> _TEXTO APRESENTADO_:
▼

Ora, esta repetição ritual ou
reactualização de gestos paradigmáticos feitos ab origine revela
uma "ontologia original"
e, neste sentido, a concepção do mundo subjacente ao comportamento religioso em
relação à habitação pode ser vista como uma ontologia (religiosa) do
habitar. A noção deHistória, com o devir e a irreversibilidade do tempo, é
absolutamente alheia a esta ontologia do habitar. Como escreve Mircea Eliade:
"«Situar-se» num lugar, organizá-lo, habitá-lo, são acções que pressupõem
uma escolha existencial: a escolha do Cosmos que se está pronto a assumir
«criando-o»". Mas, de acordo com a ontologia arcaica, este Cosmos é sempre a repetição e
reactualização ritual do Cosmos exemplar criado e habitado pelos Deuses in
illo tempore. O Cosmos fabricado pelos homens participa da santidade da
obra primordial dos Deuses. O "nosso
mundo" é construído mediante uma repetição ritual da Cosmogonia.
1. O Espaço Sagrado. Para o homem religioso,
o espaço é heterogéneo e, por isso, apresenta roturas e fissuras que
possibilitam experienciar partes e sectores de espaço qualitativamente
diferentes. Esta heterogeneidade espacial permite
a experiência de um espaço sagrado, "forte e
significativo", distinta da experiência de outros espaços não-sagrados, absolutamente
amorfos, e constitui uma experiência primordial,
homologável à fundação do mundo. A rotura
operada no espaço pela manifestação de qualquer hierofania permite
a constituição do mundo, no
sentido de descobrir o ponto fixo,
o eixo central de toda
a orientação futura. A manifestação
da hierofania rompe a homogeneidade do espaço, ao mesmo tempo que
revela uma realidade absoluta:
"A manifestação do sagrado funda ontologicamente o mundo" (Eliade).
Para o homem religioso, nada pode começar sem esta orientação prévia que implica a aquisição de um ponto fixo, o Centro do Cosmos, no qual procura
estabelecer-se. Isto significa que "para viver no mundo, é preciso
fundá-lo" (Eliade): a descoberta e a projecção do Centro equivale à
criação do mundo.

▲

> _O QUE SE PEDE_: Prossiga o texto sobre o espaço sagrado e a ontologia do habitar a partir da última frase apresentada.

> _MATERIAL FORNECIDO_:
▼

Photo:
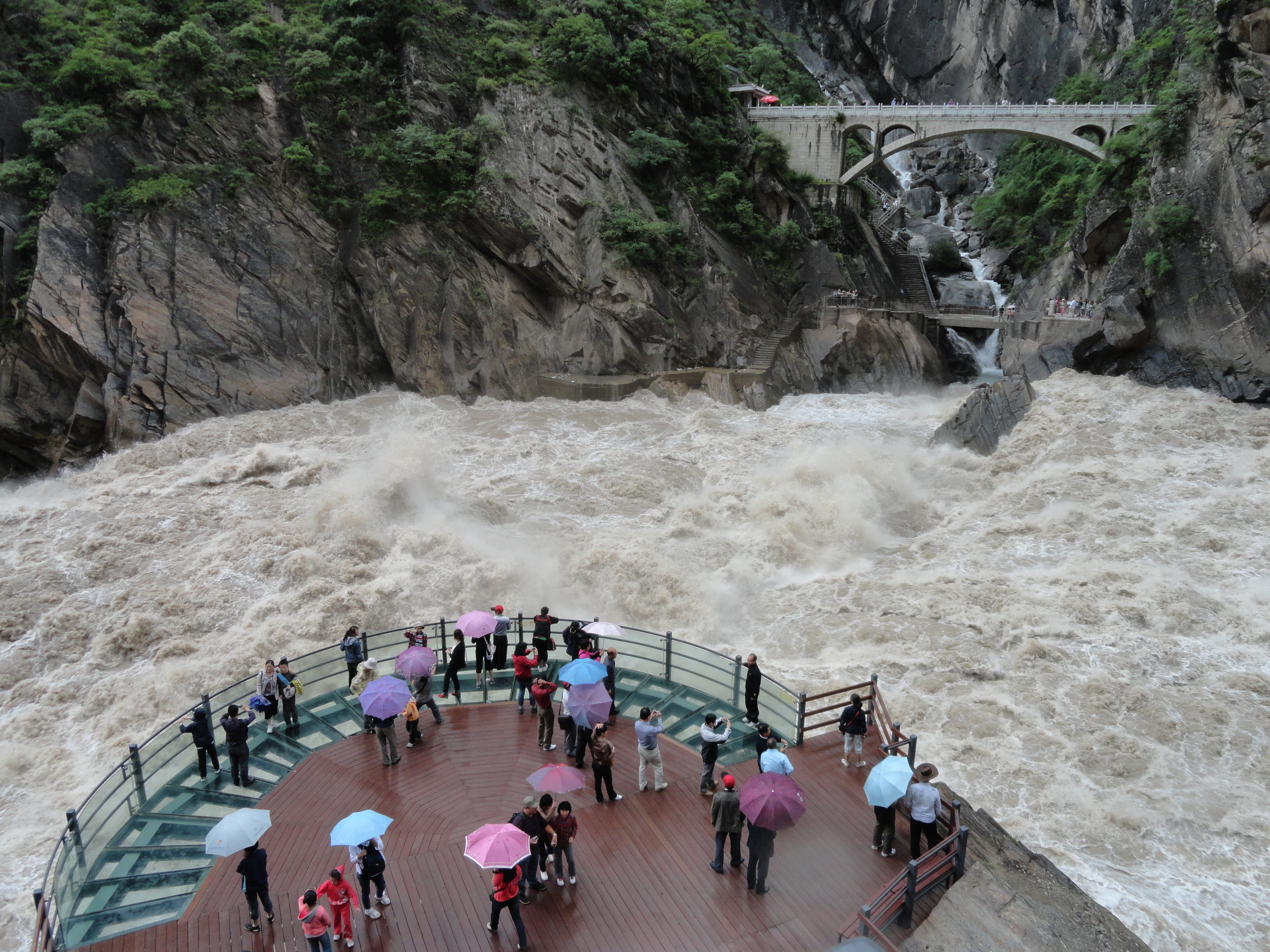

▲

> _RESPOSTA_:
Em contrapartida, para o homem profano, como o homem das
sociedades modernas, o espaço é homogéneo e neutro: nenhuma rotura diferencia
qualitativamente as diversas partes e sectores do espaço. Apesar de ser um
espaço homogéneo e carente de estrutura e, portanto, de diferenciação
qualitativa, o espaço geométrico não
deve ser confundido com a experiência
do espaço profano que se opõe à experiência do espaço sagrado. A manifestação da hierofania revela
um espaço sagrado, ao mesmo tempo que permite obter um ponto fixo e, portanto,
a orientação futura na homogeneidade espacial caótica: o fundar o mundo e viver
realmente no mundo. Ora, a experiência do espaço profano conserva a homogeneidade e a relatividade do espaço. Sem a obtenção
de um ponto fixo, não é possível adquirir uma verdadeira orientação: o Cosmos estilhaça-se em "fragmentos
de um Cosmos fragmentado,
massa amorfa de uma infinidade de "lugares" mais ou menos neutros
onde o homem (profano) se move, forçado pelas obrigações de toda a existência
integrada de uma sociedade industrial".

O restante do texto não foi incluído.